** BEGIN Information supplied **

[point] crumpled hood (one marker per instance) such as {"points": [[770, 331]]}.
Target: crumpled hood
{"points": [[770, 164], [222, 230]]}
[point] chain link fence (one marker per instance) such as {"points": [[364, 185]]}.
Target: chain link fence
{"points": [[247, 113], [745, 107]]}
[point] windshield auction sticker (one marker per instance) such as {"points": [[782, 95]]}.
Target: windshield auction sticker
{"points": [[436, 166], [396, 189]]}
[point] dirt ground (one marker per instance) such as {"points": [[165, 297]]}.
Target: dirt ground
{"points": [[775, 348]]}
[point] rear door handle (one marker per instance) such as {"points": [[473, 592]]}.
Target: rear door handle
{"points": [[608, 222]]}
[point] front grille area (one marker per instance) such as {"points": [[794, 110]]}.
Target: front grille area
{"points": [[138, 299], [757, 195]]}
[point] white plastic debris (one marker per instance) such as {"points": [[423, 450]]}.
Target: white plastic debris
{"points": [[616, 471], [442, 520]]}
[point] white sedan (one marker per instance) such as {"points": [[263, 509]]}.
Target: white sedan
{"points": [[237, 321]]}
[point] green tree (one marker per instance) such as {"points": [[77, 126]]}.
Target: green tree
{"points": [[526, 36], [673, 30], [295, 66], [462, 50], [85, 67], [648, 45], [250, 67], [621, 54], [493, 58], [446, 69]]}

** END Information supplied **

* What you are asked to do
Convert each line of the material above into a JSON list of strings, with one string per line and no entries for blank lines.

* Complete response
[
  "[point] crumpled hood (one marker per instance) such as {\"points\": [[770, 331]]}.",
  "Target: crumpled hood",
  "{\"points\": [[770, 164], [222, 230]]}",
  "[point] chain link fence (one marker per instance) such as {\"points\": [[364, 185]]}.",
  "Target: chain link fence",
  "{\"points\": [[247, 113], [745, 107]]}",
  "[point] windshield auction sticker (one marker per instance) such as {\"points\": [[782, 95]]}.",
  "Target: windshield auction sticker",
  "{\"points\": [[436, 166], [396, 189]]}",
  "[point] dirt ground (one marker per instance) such as {\"points\": [[165, 297]]}.",
  "Target: dirt ground",
  "{\"points\": [[775, 348]]}",
  "[point] rear door handle (one marker per instance) such as {\"points\": [[473, 592]]}.",
  "Target: rear door handle",
  "{\"points\": [[608, 222]]}",
  "[point] front grille area (one marker per instance) such as {\"points\": [[794, 110]]}.",
  "Target: front grille area",
  "{\"points\": [[138, 299], [757, 195]]}",
  "[point] white plastic debris (one marker per instance) such as {\"points\": [[423, 450]]}.",
  "Target: white plastic debris",
  "{\"points\": [[616, 471], [442, 520]]}",
  "[point] white sedan (one marker per instance) such as {\"points\": [[263, 509]]}.",
  "Target: white sedan",
  "{\"points\": [[237, 321]]}",
  "[point] green tree (one marker per instance) such as {\"points\": [[77, 126]]}.",
  "Target: green tree",
  "{\"points\": [[526, 36], [673, 30], [295, 66], [462, 50], [85, 67], [648, 45], [250, 67], [621, 54], [493, 58], [446, 69]]}"
]